• _Passage shown_
When it comes to trust, I think people put a lot of weight on credibility and intimacy, and we certainly factor reliability over time. A credible person not only has the credentials, they display competence. A safe person keeps a proper confidence, listens well, and allows for vulnerability. And the reliable person consistently comes through on time, under budget, and with high quality.
But self-orientation is the one we keep in the background, both in how we evaluate ourselves and in how we evaluate those we work alongside. I might rephrase the description above and instead couch self-orientation in terms of shared or common interests, rather than mine or theirs.
I think human beings do make decisions and take action based on self-interest. I think growing and mature persons are aware of the ways their own self-interest is in play. I think respectable and wise leaders are understanding of the interests of others they work with and alongside, and they are cognizant of the ways personal and organizational interests align when moving toward a goal. Furthermore, they have reached a point of maturity where the interests of the other, and others, are considered more important than one’s own self-interest. They are willing and able to put self aside to serve. That’s easier said than done.
In Philippians 2:1-4, Paul writes:
Therefore if you have any encouragement from being united with Christ, if any comfort from his love, if any common sharing in the Spirit, if any tenderness and compassion, then make my joy complete by being like-minded, having the same love, being one in spirit and of one mind. Do nothing out of selfish ambition or vain conceit. Rather, in humility value others above yourselves, not looking to your own interests but each of you to the interests of the others.

• _Record excerpts_
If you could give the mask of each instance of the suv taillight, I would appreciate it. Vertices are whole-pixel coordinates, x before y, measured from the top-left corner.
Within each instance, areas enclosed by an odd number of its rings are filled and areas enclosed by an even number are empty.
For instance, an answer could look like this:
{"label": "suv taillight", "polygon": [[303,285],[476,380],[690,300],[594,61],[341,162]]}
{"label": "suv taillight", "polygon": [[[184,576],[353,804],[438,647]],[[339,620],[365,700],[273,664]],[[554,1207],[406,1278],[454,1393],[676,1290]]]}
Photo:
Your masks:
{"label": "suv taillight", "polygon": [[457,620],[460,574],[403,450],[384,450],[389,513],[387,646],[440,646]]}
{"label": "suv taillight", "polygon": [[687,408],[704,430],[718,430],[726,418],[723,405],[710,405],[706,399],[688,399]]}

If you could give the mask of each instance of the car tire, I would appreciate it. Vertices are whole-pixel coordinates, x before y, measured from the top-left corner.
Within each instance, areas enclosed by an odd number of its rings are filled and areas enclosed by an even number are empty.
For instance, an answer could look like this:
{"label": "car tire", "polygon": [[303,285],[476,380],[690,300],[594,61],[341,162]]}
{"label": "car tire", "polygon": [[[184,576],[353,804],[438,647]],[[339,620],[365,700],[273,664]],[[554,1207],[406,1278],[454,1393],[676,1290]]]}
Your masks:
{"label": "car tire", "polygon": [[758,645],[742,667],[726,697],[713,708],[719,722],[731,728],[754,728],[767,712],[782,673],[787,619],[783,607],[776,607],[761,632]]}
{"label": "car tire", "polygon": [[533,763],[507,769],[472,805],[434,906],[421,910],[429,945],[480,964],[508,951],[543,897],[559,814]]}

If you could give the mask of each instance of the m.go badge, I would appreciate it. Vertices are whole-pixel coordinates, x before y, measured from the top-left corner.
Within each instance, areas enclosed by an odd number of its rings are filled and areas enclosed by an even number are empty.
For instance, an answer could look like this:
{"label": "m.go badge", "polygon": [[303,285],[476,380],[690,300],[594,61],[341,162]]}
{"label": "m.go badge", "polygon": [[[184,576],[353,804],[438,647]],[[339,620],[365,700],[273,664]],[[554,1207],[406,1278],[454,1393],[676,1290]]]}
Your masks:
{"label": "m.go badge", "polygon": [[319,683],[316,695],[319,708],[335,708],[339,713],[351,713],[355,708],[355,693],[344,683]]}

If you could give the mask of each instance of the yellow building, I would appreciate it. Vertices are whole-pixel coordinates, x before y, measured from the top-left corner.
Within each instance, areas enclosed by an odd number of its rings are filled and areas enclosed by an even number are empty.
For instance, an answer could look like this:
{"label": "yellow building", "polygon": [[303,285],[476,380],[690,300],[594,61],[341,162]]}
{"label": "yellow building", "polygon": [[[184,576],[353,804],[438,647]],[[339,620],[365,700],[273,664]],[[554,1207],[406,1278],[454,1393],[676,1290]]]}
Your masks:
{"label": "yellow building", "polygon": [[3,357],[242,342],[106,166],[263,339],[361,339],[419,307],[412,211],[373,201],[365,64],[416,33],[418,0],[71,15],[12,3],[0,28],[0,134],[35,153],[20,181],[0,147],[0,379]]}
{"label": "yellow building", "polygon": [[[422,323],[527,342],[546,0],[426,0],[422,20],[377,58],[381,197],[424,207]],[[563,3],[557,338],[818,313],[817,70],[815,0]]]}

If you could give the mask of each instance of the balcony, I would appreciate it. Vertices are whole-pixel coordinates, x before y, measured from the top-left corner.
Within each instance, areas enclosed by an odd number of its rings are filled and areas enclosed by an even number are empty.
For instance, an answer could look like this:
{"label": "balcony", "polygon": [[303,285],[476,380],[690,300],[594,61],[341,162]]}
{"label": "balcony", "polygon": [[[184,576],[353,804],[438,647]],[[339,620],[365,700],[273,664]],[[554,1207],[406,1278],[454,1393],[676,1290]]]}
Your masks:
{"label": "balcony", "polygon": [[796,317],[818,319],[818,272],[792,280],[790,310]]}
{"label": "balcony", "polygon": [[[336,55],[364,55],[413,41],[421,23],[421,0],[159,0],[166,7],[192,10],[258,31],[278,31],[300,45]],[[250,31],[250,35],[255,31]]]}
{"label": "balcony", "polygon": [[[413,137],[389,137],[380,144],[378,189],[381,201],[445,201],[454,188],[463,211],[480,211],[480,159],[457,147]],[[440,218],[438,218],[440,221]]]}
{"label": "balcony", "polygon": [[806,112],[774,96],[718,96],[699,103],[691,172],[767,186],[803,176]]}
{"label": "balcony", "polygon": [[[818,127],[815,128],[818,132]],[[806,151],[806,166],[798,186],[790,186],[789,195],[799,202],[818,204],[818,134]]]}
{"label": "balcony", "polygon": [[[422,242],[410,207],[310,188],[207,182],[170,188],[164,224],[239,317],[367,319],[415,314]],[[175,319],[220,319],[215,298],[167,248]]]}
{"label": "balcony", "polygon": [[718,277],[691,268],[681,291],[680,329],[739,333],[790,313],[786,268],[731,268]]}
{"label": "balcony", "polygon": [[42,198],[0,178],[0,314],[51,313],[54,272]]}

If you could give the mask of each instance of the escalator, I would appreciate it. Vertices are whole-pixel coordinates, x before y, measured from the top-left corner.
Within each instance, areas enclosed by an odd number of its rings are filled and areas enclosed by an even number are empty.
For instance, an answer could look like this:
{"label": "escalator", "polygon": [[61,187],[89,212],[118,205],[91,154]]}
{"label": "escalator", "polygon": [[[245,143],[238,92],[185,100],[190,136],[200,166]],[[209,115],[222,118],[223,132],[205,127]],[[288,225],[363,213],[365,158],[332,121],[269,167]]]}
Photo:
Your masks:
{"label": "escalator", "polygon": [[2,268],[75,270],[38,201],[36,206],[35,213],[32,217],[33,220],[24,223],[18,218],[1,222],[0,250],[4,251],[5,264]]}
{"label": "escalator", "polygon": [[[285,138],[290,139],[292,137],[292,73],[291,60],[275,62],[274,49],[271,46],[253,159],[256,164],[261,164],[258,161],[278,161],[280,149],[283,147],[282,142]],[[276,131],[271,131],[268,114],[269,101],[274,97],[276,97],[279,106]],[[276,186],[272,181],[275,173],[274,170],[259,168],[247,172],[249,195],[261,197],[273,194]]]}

• _Goal_
Revise the stretch of the passage on trust from "When it comes" through "mine or theirs.", swapping "self-orientation" for "self-focus". The data above has no connection to the passage on trust.

• _Finished answer_
When it comes to trust, I think people put a lot of weight on credibility and intimacy, and we certainly factor reliability over time. A credible person not only has the credentials, they display competence. A safe person keeps a proper confidence, listens well, and allows for vulnerability. And the reliable person consistently comes through on time, under budget, and with high quality.
But self-focus is the one we keep in the background, both in how we evaluate ourselves and in how we evaluate those we work alongside. I might rephrase the description above and instead couch self-focus in terms of shared or common interests, rather than mine or theirs.